[Written request]
Rewrite every line below, requests included, with each point coordinate in the answers multiplied by 2 and rounded to a whole number, halves going up. Leave the pictures out.

** START The data **

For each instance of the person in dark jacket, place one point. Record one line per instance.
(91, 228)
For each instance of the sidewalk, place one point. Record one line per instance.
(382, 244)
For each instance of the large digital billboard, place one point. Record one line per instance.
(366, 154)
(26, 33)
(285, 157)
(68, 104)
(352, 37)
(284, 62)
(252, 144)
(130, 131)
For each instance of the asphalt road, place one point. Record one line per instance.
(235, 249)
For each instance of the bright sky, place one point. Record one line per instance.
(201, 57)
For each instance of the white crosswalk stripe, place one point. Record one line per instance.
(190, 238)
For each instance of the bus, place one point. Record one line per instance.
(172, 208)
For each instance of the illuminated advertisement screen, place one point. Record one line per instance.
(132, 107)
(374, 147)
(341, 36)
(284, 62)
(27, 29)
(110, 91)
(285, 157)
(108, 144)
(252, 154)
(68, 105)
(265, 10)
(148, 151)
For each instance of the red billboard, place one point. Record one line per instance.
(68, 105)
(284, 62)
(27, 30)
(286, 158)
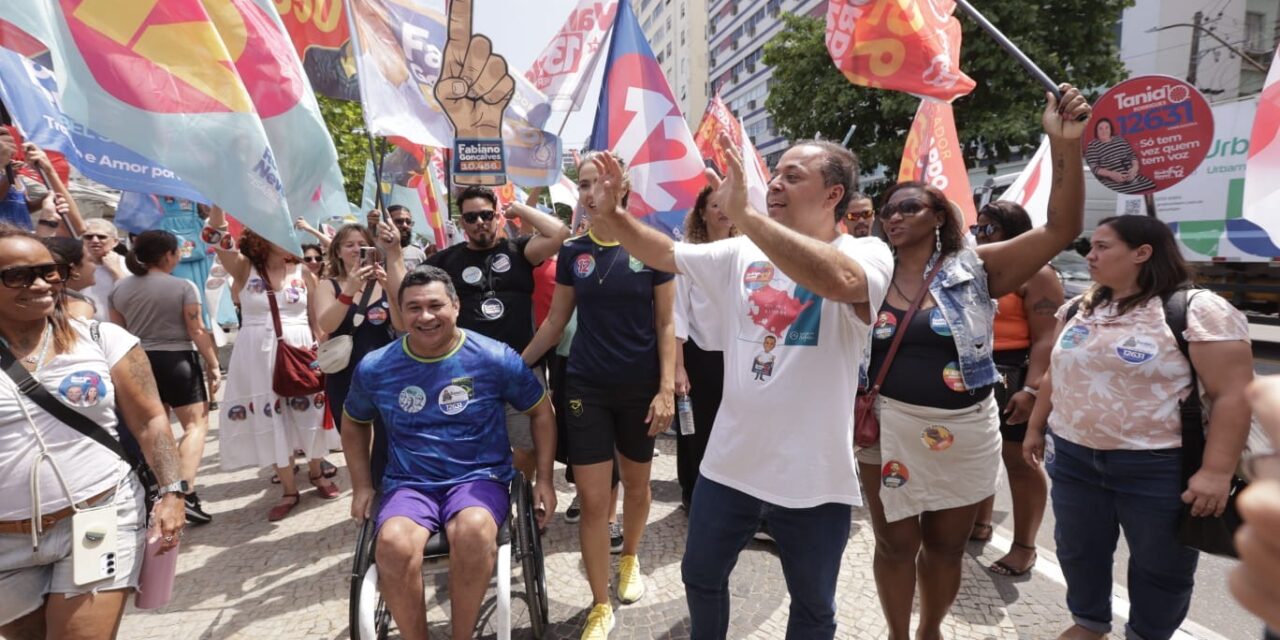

** END The data **

[Worked answer]
For each instance of the person in dark jacket, place one point. Record one line per instance.
(182, 456)
For each instance of the sidewalk, place one point. Record one line per instance.
(764, 488)
For each instance of the large digital billboard, place one point. Record one line per instance.
(732, 308)
(52, 66)
(570, 314)
(136, 208)
(704, 74)
(568, 124)
(504, 288)
(260, 262)
For each instance of the asphalt road, place one point. Record one line per instance.
(470, 498)
For each instance of the bright sky, place one point. Record one line per instance.
(402, 114)
For each instance of the white crosswalk stripe, place one point. Record one line per instance.
(380, 476)
For each instance of the bus, place one point. Record one line per instance.
(344, 416)
For each instance of the illuminated advertisement screen, place one point. Record one line per instance.
(264, 214)
(748, 294)
(682, 72)
(568, 124)
(54, 58)
(220, 182)
(570, 314)
(216, 288)
(504, 308)
(136, 210)
(530, 20)
(296, 302)
For each instance of the red billboard, place one point. Record one line per instance.
(136, 210)
(568, 124)
(54, 60)
(572, 316)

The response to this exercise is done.